◆ **ESTRATTO DEL DOCUMENTO**:

ComproOro, specchio dei tempi

Nel gran calderone di attività che, negli ultimi anni, hanno conosciuto una profonda crisi, come poche se ne sono viste nella storia economica, spiccano anche i famosi Compro Oro. Per chiunque non conoscesse questi particolari negozi, il meccanismo di funzionamento è molto semplice: il cliente che possiede qualcosa di aureo non ha che da recarsi in questi piccoli luoghi di scambio (talvolta anche in vere e proprie gioiellerie) e vendere i propri preziosi, in cambio, naturalmente, di denaro.

Fino a poco tempo fa, quello dei Compro oro era un mercato florido, che anzi, nei primi anni della crisi, aveva addirittura fatto registrare un notevole incremento del proprio giro di affari: alle persone che avevano perso lavoro, risparmi e possibilità di guadagno, non rimaneva altro da fare che vendere i propri oggetti pregiati. Ma, nell’ultimo anno, si è verificato un clamoroso crollo: per fornire il dato più significativo, si pensi che ad inizio 2013, sul territorio nazionale, erano presenti circa 35 mila Compro Oro di ogni genere, mentre oggi se ne contano solo 20 mila, quasi la metà.

◆ **MATERIALE FORNITO**:
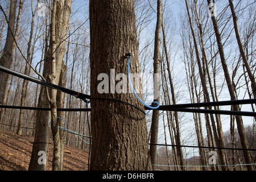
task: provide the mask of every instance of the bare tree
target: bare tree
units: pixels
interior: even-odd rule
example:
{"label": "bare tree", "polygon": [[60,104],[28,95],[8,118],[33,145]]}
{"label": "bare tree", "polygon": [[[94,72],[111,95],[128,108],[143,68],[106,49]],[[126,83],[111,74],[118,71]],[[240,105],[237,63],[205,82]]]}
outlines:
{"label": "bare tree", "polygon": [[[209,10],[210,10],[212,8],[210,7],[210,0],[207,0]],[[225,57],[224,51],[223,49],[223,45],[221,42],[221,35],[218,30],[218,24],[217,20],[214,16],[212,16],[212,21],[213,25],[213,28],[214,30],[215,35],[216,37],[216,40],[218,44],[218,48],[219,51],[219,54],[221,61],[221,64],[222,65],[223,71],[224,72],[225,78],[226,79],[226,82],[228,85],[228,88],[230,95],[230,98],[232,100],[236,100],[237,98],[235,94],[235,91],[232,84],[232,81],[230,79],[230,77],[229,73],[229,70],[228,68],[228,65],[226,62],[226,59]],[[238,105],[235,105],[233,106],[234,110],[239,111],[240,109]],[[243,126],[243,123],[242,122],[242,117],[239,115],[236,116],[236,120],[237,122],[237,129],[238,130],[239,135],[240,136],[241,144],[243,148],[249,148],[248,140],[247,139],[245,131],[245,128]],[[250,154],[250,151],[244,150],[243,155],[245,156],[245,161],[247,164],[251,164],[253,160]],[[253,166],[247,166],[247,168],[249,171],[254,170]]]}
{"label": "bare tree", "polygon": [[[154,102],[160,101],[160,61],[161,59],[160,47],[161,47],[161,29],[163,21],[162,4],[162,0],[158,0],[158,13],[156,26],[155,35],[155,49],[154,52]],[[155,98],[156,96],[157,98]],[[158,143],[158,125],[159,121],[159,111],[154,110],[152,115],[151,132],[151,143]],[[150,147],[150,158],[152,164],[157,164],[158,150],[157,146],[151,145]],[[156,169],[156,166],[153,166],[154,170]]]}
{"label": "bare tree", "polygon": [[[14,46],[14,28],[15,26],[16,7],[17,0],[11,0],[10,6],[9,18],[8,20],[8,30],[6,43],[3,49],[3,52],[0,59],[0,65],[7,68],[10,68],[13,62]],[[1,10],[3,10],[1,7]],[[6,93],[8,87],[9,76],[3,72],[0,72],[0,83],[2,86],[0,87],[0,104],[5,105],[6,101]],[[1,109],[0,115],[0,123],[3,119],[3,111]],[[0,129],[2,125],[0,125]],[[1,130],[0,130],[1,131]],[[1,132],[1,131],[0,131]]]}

◆ **RICHIESTA**:
Secondo il testo sui Compro Oro, quanti di questi negozi erano presenti sul territorio nazionale all'inizio del 2013?

◆ **SOLUZIONE COMPLETA**:
Circa 35 mila.